# [GIVEN EXERCISE]
List each line in the items below that contains the string "shadow", matching letter case exactly.

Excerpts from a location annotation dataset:
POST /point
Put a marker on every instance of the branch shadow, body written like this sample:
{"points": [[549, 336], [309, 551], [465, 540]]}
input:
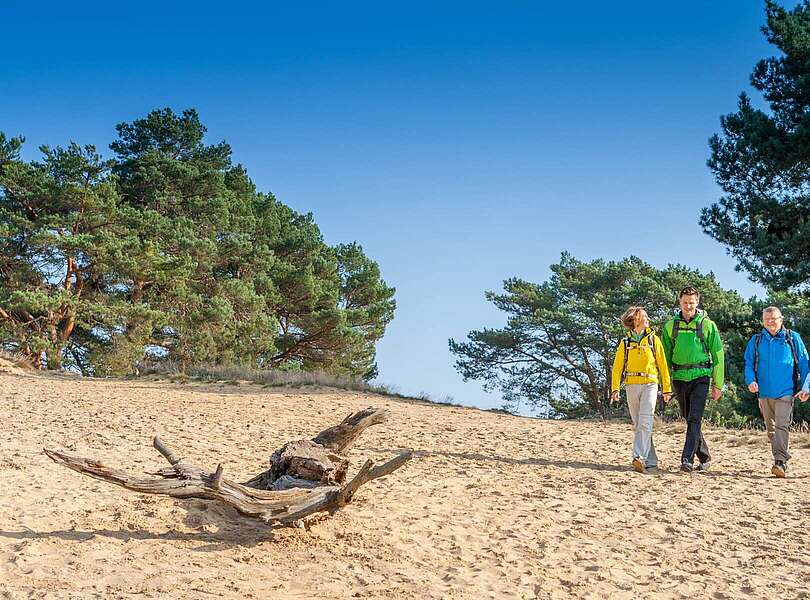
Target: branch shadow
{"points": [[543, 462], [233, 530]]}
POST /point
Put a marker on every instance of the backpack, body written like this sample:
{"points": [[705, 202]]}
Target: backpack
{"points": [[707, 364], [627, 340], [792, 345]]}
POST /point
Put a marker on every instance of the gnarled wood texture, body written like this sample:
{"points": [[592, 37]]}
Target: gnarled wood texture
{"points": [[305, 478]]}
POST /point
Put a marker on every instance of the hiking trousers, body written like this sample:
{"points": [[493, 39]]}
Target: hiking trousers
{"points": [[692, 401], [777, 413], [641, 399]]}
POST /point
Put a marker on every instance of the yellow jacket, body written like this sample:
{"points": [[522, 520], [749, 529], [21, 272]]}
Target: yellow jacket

==

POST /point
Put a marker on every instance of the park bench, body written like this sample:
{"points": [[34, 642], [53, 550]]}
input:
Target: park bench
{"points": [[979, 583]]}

* * *

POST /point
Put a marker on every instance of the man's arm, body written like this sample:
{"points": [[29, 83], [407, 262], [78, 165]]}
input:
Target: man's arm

# [WORKED SOLUTION]
Put a marker on every instance of the branch shadow, body written like this sample:
Target: branch shadow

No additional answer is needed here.